What you need to do >>
Output the data in full and exactly as presented.

--- Data supplied ---

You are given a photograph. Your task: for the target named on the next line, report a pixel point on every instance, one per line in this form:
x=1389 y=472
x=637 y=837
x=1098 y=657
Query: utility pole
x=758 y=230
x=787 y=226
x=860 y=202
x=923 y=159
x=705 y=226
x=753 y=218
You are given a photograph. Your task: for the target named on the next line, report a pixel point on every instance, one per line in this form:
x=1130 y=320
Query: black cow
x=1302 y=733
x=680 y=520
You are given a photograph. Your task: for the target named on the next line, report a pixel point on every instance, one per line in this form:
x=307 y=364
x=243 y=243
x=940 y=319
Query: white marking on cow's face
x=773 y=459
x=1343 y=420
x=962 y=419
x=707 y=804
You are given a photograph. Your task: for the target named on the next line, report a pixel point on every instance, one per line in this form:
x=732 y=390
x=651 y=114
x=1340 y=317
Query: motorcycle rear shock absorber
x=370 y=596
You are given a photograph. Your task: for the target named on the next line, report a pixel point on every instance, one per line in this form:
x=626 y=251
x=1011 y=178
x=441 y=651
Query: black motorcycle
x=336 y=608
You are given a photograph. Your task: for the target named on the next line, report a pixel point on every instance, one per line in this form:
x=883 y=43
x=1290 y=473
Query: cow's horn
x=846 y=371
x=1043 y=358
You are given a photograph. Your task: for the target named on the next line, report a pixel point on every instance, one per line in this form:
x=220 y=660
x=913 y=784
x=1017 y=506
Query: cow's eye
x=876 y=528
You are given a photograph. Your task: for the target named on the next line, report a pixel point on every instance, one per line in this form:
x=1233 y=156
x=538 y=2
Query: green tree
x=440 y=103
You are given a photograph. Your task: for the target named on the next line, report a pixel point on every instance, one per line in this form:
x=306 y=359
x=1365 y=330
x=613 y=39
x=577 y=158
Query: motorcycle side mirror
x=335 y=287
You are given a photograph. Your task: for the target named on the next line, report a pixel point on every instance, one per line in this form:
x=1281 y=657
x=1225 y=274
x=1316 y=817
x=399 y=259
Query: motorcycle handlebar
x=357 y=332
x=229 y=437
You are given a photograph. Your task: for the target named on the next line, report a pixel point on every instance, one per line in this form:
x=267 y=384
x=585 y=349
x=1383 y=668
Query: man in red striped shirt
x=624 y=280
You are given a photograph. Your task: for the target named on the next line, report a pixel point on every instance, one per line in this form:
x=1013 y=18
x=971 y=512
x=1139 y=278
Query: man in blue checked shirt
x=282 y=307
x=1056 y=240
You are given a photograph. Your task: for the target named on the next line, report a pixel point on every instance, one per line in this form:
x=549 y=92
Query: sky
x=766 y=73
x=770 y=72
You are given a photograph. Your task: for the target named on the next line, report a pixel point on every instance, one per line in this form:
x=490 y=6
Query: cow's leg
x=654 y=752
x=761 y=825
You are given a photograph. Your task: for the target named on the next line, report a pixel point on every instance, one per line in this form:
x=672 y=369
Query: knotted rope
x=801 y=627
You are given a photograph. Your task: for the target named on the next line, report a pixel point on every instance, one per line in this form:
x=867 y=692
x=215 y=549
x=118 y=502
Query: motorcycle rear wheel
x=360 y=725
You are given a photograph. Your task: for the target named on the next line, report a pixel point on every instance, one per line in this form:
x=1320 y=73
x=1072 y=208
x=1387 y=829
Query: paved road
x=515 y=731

---

Exercise solution >>
You are given a photograph. Your task: for the target named on the next line, report a pixel point on every instance, one per line in this form:
x=1389 y=472
x=637 y=837
x=1098 y=657
Query: utility pole
x=758 y=230
x=787 y=226
x=860 y=202
x=923 y=159
x=705 y=226
x=753 y=218
You are given a photograph. Your task: for the target named on the next line, report a pixel point on every instance, one per line in this form:
x=1130 y=320
Query: black cow
x=1302 y=733
x=680 y=520
You are given a photograph. Your task: for the target named on the next line, report a pixel point on every instance, one per line in this form:
x=307 y=364
x=243 y=243
x=940 y=319
Query: white marking on cow's face
x=773 y=459
x=1343 y=420
x=962 y=419
x=707 y=804
You are given a photograph. Your task: for the target named on the next line, report a pixel point on every instance, one per line in this form:
x=732 y=390
x=651 y=114
x=1340 y=317
Query: motorcycle rear shock absorber
x=370 y=596
You are given a photograph. Your task: for the target named on the next line, report a pixel point on every instance, one per line in this form:
x=626 y=251
x=1011 y=178
x=441 y=651
Query: black motorcycle
x=336 y=608
You are given a photograph. Your task: for the target named on the next line, report a pixel point on every instance, one per line in this form:
x=883 y=43
x=1290 y=473
Query: cow's horn
x=846 y=371
x=1043 y=358
You are given a photograph. Your task: for the target named on the next line, report a pixel point on every instance, one per line in this form:
x=220 y=660
x=913 y=784
x=1017 y=506
Query: cow's eye
x=876 y=528
You are given a photograph. Your task: for the target named on the next line, report a pixel point on every instance, one per line in this form:
x=1233 y=156
x=538 y=2
Query: green tree
x=440 y=103
You are given a photograph. Your task: for the target named on the next line, report a pixel point on every instance, one per line in this form:
x=306 y=359
x=1365 y=330
x=613 y=39
x=577 y=158
Query: motorcycle side mirror
x=335 y=287
You are given a photograph. Your task: for the target named on the next line, report a pixel point on every instance, one per line in this form:
x=1281 y=657
x=1225 y=274
x=1316 y=817
x=399 y=259
Query: motorcycle handlebar
x=357 y=332
x=229 y=437
You are given a photograph. Your task: for the target named on the next line, report a pixel point on every instance, one per line in this form:
x=267 y=384
x=585 y=349
x=1383 y=668
Query: man in red striped shirt
x=624 y=280
You are given a photograph. Your task: for the target named on the next line, report a pixel point on every instance, one per line in this form:
x=1013 y=18
x=971 y=512
x=1139 y=278
Query: man in blue checked shirt
x=282 y=307
x=1056 y=240
You are given a photograph. Your task: for the target named on the next line, report a pixel point on every instance, one per line in this form:
x=549 y=92
Query: sky
x=766 y=73
x=770 y=72
You are given a photograph. Your task: for the target named on the next line, report a pixel point on every instance, one per line in this form:
x=490 y=6
Query: cow's leg
x=654 y=752
x=761 y=825
You are given a photograph. Your task: for the target named on the next line, report a pixel point on every instance, one per line in this form:
x=672 y=369
Query: knotted rope
x=801 y=627
You are given a photograph. Your task: for the target named on the next line, report a pixel point on every instance, one per line in this form:
x=867 y=692
x=215 y=549
x=118 y=502
Query: motorcycle rear wheel
x=360 y=725
You are given a photograph. Your task: for the target named on the next line, report a pixel point on every instance, one per line in this form:
x=1320 y=73
x=1072 y=208
x=1387 y=829
Query: paved road
x=515 y=731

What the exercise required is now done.